[SUPPLIED DATA Boundary: Start]
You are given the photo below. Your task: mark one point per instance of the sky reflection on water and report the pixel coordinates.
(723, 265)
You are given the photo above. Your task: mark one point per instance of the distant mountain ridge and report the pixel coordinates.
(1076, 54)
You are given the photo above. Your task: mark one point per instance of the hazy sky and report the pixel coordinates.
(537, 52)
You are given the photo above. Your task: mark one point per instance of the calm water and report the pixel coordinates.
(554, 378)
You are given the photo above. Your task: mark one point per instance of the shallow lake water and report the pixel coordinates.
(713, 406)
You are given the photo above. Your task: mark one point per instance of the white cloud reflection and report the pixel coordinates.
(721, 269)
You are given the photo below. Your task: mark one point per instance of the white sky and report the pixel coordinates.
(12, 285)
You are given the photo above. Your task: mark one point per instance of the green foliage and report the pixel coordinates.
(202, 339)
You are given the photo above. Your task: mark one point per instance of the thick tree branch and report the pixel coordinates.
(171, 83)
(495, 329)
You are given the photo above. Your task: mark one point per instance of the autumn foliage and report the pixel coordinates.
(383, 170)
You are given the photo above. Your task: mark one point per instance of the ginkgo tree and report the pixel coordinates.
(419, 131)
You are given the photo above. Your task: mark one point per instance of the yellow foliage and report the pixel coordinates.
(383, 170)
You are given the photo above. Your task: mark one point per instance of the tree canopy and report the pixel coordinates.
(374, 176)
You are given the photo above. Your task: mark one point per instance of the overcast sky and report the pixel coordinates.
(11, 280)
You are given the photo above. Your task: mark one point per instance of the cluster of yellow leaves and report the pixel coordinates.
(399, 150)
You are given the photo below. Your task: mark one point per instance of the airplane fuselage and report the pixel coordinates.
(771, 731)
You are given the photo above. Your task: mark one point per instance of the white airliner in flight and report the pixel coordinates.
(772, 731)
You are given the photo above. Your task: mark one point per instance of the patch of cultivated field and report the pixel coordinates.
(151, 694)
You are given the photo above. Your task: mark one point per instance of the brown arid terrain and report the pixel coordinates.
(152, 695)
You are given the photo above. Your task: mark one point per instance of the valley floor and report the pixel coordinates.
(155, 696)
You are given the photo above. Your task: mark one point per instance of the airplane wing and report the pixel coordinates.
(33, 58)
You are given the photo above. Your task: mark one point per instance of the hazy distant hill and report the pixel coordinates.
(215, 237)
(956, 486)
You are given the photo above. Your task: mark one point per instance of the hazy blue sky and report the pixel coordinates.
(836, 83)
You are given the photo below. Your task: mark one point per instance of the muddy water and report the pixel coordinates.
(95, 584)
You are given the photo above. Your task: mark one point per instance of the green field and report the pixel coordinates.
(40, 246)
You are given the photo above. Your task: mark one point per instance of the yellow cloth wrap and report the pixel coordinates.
[SUPPLIED DATA Boundary: End]
WORK REQUIRED:
Your response must contain the complete listing, copied without deviation.

SOLUTION TO THIS EXERCISE:
You are given the photo below. Your task: mark one point per instance of the sky reflection on water and report the pixel coordinates.
(723, 265)
You are given the photo above. Your task: mark one point per instance of the distant mountain ridge and report the pixel coordinates.
(1076, 54)
You are given the photo above. Your task: mark one point per instance of the hazy sky and report the pixel coordinates.
(537, 52)
You are given the photo above. Your task: mark one point per instance of the calm water and report the pixel coordinates.
(554, 378)
You are given the photo above. Your task: mark one point per instance of the shallow lake water and report the pixel coordinates.
(713, 406)
You are given the photo above. Your task: mark one point per instance of the white cloud reflection and report the pixel coordinates.
(721, 269)
You are given the photo below. Your task: mark one point per instance of the white sky and report the pixel coordinates.
(12, 285)
You are given the photo above. Your task: mark one point per instance of the green foliage and report the pixel coordinates.
(202, 339)
You are given the photo above. Your task: mark one point per instance of the thick tree branch and report the pixel coordinates.
(171, 83)
(495, 329)
You are given the photo above. Your task: mark one point per instance of the autumn foliage and report the pixel coordinates.
(383, 170)
You are given the photo above. Your task: mark one point per instance of the ginkgo tree and report the pixel coordinates.
(419, 131)
You are given the photo above. Your task: mark one point per instance of the yellow foliage and report the pixel coordinates.
(383, 170)
You are given the photo above. Your task: mark one point per instance of the tree canopy and report the pixel coordinates.
(374, 176)
You are given the photo above. Your task: mark one point per instance of the overcast sky and report the pixel coordinates.
(11, 280)
You are given the photo above. Your task: mark one point per instance of the cluster of yellow leaves and report the pixel coordinates.
(399, 150)
You are given the photo below. Your task: mark one point per instance of the airplane fuselage and report the pixel coordinates.
(771, 731)
You are given the photo above. Your task: mark one point per instance of the white airliner in flight and report the pixel coordinates.
(772, 731)
You are given the photo above. Your task: mark one point per instance of the patch of cultivated field and report the pixel coordinates.
(151, 694)
You are given the photo above. Your task: mark one point per instance of the brown arid terrain and report the pixel coordinates.
(152, 695)
You are given the photo above. Your task: mark one point per instance of the valley floor and report the pixel coordinates.
(155, 696)
You are given the photo above. Your task: mark one point per instance of the airplane wing and report the pixel coordinates.
(33, 58)
You are given the photo above. Your task: mark one point per instance of the hazy distant hill and report the pixel coordinates.
(215, 237)
(956, 486)
You are given the photo above. Your task: mark one point per instance of the hazy blue sky and report the pixel coordinates.
(836, 83)
You are given the photo below. Your task: mark one point per instance of the muddy water and report the pixel coordinates.
(95, 584)
You are given the photo above. Your task: mark one point per instance of the green field and report the pixel coordinates.
(40, 246)
You are given the photo above. Your task: mark one point per instance of the yellow cloth wrap and report the pixel coordinates.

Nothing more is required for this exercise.